• _WHAT IS NEEDED_:
Please locate each line below containing the word "white", matching case, and copy those lines out in full.

• _GIVEN RECORDS_:

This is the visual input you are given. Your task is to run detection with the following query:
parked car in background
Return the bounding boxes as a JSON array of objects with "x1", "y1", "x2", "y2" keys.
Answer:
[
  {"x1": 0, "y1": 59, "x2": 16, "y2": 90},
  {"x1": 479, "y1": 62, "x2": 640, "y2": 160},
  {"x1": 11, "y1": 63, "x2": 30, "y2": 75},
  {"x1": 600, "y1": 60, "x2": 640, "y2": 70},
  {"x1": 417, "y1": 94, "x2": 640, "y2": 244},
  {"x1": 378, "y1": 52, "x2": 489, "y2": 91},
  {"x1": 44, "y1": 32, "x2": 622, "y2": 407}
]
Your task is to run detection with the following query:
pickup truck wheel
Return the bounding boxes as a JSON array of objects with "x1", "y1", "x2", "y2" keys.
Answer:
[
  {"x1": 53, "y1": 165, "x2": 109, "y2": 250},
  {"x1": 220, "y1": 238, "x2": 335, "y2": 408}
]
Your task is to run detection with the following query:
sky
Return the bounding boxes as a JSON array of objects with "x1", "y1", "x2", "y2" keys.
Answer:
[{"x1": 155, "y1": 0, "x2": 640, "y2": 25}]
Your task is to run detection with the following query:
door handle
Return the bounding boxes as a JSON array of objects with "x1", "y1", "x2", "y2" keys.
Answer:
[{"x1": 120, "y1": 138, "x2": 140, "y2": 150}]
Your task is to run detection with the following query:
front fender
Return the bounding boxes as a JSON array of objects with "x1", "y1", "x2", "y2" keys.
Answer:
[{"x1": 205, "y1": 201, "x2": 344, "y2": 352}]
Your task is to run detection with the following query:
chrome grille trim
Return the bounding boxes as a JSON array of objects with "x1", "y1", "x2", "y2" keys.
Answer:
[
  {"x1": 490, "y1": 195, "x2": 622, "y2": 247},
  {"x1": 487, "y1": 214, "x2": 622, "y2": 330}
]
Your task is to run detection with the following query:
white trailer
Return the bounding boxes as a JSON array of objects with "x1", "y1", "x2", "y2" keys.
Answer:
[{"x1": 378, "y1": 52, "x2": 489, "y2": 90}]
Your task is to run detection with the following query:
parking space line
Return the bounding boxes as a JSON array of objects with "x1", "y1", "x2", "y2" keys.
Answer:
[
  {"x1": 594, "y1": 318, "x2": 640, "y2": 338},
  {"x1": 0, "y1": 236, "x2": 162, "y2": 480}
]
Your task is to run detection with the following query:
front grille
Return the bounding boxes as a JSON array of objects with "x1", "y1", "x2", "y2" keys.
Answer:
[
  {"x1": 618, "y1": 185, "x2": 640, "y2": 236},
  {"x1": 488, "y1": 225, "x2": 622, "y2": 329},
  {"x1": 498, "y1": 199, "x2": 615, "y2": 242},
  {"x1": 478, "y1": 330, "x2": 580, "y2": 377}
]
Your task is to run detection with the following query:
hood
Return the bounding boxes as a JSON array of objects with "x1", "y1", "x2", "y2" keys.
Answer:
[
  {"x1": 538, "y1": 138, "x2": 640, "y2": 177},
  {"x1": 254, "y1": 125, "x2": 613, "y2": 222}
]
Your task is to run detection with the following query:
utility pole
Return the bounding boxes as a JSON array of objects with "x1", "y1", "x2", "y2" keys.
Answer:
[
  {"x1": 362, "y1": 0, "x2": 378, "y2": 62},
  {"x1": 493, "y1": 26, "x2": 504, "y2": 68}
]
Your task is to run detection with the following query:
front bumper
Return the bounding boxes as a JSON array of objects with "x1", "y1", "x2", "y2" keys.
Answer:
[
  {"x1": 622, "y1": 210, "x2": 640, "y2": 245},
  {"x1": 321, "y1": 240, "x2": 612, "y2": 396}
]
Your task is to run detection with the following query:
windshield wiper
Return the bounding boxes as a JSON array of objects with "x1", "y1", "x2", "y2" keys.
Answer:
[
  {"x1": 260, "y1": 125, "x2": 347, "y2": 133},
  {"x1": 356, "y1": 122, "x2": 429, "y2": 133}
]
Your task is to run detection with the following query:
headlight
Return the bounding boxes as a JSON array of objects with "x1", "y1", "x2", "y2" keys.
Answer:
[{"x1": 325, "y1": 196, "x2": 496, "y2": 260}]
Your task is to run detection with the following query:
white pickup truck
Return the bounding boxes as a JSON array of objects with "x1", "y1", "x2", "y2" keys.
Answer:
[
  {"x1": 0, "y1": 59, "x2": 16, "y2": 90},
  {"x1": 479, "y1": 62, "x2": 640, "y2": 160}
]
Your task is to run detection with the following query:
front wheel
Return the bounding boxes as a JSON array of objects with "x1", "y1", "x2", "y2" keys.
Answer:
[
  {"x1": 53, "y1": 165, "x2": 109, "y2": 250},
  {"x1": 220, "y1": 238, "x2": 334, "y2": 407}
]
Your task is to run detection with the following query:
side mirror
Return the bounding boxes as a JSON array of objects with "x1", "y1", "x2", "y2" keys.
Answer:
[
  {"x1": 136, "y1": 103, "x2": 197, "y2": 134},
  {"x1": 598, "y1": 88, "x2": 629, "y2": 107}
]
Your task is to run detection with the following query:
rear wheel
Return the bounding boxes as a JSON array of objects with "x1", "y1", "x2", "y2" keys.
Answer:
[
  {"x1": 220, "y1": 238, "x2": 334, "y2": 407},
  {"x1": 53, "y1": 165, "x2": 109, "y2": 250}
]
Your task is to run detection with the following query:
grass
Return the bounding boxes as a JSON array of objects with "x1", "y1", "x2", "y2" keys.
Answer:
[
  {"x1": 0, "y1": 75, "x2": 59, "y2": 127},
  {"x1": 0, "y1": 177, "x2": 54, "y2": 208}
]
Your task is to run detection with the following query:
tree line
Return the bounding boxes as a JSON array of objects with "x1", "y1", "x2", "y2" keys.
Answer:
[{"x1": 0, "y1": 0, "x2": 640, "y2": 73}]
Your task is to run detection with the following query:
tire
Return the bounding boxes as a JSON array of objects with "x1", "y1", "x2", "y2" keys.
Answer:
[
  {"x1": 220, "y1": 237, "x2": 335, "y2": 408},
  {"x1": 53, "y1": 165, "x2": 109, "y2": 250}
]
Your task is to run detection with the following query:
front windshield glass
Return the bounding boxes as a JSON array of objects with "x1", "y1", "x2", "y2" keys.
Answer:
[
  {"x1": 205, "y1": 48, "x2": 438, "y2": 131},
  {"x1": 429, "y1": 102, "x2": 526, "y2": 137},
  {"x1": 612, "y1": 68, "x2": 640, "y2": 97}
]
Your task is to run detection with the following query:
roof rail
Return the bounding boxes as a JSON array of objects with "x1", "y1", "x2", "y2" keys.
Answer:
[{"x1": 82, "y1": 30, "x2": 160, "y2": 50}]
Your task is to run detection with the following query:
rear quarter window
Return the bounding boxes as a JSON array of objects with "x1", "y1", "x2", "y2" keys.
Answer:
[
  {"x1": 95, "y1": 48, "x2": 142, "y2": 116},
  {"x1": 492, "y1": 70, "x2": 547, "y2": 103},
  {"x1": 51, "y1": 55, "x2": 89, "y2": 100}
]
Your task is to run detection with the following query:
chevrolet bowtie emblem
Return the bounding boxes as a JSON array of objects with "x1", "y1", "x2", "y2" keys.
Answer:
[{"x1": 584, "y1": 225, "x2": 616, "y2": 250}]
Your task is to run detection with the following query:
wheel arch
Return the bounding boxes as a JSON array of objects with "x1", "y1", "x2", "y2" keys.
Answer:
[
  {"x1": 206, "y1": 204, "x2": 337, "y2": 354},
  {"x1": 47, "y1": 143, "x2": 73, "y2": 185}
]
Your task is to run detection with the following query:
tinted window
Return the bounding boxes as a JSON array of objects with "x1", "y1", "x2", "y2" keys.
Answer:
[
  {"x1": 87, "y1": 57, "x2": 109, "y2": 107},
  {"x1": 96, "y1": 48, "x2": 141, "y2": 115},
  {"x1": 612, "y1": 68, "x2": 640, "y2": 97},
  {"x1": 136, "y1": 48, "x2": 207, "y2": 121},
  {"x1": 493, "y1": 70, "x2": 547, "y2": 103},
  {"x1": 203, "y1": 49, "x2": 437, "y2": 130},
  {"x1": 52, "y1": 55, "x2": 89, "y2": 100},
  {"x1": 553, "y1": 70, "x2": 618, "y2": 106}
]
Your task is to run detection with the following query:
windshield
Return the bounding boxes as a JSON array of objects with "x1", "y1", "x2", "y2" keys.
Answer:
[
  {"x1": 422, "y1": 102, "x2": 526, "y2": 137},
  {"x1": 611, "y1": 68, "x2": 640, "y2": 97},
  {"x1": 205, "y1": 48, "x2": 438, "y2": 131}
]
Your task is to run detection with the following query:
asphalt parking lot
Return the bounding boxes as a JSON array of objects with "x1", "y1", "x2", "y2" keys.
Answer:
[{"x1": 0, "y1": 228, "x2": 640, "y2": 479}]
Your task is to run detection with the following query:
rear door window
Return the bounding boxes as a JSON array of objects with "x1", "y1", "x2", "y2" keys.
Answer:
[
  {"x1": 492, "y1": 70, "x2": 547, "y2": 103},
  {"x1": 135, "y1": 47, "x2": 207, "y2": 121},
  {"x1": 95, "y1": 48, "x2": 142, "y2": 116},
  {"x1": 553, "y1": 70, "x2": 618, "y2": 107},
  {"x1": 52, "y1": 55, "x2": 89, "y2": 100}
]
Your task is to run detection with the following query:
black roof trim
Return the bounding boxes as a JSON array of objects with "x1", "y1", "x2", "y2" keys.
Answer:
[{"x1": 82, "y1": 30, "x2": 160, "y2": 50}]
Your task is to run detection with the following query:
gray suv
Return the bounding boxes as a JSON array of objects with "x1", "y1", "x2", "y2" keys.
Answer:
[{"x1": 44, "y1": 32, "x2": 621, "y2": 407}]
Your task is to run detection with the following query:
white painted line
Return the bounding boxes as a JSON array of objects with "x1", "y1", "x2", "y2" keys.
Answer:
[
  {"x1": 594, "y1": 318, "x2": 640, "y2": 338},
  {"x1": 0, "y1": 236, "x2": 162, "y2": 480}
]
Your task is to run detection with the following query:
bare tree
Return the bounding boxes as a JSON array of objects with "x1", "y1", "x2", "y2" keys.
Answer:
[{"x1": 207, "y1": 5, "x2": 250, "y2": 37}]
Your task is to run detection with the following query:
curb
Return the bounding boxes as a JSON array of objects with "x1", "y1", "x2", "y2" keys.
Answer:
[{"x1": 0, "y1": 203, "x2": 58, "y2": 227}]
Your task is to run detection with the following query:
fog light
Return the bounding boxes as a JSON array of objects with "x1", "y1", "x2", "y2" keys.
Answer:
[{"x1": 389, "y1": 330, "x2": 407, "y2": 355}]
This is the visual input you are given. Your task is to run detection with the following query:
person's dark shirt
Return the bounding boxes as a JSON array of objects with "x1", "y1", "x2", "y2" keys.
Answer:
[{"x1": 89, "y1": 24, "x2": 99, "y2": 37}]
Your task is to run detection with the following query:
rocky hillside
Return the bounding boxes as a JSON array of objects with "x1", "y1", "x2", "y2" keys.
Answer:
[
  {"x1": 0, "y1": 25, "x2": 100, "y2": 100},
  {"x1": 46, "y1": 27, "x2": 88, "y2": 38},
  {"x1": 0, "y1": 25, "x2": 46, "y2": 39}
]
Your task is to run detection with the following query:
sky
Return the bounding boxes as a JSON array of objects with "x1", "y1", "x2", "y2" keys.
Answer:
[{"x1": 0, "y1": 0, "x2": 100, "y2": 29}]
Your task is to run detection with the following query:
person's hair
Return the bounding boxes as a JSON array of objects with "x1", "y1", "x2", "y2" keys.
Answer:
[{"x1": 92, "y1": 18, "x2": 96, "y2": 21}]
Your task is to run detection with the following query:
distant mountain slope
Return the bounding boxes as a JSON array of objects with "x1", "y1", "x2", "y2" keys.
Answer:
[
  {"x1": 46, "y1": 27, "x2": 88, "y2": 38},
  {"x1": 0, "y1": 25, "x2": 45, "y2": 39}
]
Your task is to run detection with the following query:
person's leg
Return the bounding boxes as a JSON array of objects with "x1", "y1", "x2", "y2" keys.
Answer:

• _RESULT OF THIS EXERCISE_:
white trailer
white pickup truck
white painted line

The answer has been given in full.